[Stored items]
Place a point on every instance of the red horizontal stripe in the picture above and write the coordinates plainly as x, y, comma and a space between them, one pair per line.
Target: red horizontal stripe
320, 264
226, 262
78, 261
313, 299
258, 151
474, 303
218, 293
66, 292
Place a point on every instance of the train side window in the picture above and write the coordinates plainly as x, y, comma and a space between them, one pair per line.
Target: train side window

[Requirement] From the line holding "Target: red horizontal stripe" through the last line above, reproduce each line exactly and add nothing.

[Response below]
Target: red horizontal stripe
320, 264
226, 262
78, 261
313, 299
258, 151
474, 303
218, 293
66, 292
Place a point on every instance of the train side window in the picture above and write the coordinates plainly as x, y, comma and a space between them, one pair per line.
Target: train side window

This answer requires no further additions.